[Collection entries]
* * * * *

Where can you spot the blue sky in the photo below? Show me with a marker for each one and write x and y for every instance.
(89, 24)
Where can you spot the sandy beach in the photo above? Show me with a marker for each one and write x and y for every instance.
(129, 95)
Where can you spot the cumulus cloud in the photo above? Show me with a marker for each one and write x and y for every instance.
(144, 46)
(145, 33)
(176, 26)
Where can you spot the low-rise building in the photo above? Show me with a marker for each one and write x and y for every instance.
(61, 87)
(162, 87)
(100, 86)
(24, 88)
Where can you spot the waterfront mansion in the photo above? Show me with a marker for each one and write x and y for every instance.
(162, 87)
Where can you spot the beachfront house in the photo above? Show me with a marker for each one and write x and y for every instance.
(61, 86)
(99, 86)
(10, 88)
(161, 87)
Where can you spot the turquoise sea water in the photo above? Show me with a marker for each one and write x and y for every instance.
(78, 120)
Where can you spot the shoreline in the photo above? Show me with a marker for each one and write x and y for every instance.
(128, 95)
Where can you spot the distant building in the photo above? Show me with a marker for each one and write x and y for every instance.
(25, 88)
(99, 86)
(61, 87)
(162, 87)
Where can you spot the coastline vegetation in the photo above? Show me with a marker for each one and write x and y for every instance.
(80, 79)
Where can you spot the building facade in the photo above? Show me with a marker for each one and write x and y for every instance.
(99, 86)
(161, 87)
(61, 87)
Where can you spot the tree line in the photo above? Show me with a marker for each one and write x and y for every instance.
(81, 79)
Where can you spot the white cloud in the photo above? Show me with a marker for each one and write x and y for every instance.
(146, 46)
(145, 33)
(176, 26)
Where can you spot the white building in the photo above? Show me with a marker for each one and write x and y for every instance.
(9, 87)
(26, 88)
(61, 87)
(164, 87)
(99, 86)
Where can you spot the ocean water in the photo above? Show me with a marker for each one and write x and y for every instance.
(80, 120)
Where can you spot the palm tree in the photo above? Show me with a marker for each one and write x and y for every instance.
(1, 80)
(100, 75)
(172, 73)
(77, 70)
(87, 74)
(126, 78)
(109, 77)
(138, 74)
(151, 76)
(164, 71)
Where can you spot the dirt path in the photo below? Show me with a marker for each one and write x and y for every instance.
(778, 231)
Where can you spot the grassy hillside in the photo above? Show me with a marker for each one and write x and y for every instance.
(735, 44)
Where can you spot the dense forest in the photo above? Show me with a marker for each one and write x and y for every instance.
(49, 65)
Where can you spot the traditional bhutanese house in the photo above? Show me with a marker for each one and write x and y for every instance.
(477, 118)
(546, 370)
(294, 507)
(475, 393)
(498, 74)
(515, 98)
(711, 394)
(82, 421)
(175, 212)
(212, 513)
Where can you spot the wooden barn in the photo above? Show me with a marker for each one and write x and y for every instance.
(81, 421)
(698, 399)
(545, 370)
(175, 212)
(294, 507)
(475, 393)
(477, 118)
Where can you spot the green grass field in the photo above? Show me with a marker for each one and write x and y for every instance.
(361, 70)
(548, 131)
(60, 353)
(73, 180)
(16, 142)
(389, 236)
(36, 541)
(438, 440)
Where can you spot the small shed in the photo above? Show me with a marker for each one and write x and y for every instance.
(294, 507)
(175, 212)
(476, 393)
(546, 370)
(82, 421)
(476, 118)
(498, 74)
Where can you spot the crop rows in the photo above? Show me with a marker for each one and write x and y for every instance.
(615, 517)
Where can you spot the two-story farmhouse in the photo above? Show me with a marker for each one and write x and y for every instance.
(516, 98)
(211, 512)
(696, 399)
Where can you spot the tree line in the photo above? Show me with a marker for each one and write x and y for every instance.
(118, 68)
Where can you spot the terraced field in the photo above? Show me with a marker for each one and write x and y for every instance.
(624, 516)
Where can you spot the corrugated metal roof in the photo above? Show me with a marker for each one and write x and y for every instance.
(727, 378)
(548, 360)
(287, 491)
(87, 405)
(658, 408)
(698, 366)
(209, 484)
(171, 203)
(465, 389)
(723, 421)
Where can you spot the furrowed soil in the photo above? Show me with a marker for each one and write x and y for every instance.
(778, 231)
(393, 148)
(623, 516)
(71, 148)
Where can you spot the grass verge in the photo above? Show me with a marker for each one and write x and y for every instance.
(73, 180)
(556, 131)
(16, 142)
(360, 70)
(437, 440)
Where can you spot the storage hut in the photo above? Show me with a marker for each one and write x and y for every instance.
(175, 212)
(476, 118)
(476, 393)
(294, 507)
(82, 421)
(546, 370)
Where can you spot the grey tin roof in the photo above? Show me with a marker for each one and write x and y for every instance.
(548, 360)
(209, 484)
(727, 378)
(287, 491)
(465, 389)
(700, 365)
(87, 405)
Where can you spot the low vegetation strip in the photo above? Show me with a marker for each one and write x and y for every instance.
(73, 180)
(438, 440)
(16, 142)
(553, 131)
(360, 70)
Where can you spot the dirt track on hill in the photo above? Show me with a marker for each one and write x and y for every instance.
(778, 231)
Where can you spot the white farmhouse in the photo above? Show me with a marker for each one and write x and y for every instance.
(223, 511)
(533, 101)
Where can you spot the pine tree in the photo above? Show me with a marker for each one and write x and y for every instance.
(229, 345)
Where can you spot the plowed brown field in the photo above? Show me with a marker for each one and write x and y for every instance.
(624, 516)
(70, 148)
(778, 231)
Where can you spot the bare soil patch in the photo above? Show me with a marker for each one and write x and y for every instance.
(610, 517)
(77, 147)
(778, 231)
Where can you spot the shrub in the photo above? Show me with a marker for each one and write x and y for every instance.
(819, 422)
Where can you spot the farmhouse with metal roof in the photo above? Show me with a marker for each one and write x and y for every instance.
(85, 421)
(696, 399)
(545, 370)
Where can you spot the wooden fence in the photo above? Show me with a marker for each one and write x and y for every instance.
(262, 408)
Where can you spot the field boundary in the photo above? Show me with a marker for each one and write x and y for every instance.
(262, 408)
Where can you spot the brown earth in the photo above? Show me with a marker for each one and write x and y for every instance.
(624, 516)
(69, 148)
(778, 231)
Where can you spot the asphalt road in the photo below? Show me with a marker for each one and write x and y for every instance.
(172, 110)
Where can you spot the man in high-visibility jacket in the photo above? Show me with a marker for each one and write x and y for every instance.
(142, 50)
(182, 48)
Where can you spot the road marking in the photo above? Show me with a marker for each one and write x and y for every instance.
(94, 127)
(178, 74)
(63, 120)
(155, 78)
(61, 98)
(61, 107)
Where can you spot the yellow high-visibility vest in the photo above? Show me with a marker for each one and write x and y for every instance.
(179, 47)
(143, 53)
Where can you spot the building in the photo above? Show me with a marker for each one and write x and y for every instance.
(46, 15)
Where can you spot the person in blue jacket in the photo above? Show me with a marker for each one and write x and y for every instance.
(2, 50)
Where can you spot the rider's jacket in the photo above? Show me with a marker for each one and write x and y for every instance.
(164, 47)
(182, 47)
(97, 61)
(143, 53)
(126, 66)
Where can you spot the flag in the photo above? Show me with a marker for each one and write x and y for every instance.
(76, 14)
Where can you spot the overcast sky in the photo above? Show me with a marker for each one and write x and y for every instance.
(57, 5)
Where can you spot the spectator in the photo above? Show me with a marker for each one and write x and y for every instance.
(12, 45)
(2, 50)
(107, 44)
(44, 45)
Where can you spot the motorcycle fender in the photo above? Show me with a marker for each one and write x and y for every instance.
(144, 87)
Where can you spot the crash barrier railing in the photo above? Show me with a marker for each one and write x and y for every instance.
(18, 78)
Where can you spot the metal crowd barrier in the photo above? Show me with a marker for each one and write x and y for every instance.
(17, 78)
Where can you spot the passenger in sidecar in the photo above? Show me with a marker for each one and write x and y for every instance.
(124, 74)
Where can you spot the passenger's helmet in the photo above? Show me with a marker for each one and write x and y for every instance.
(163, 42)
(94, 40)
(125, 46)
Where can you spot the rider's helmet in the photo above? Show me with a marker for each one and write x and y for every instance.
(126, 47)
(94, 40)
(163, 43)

* * * * *

● **Task description**
Write out, word for word, every line from the one containing "Where can you spot the passenger's" through the last line of the records above.

● **Solution**
Where can you spot the passenger's helmet in the photo above? Show me with a marker for each one and write x and y for every instance.
(163, 42)
(94, 40)
(125, 46)
Where can you spot the rider's helmet in the photo above? Show me with a marker for each one and write x and y for every instance.
(126, 47)
(94, 40)
(163, 43)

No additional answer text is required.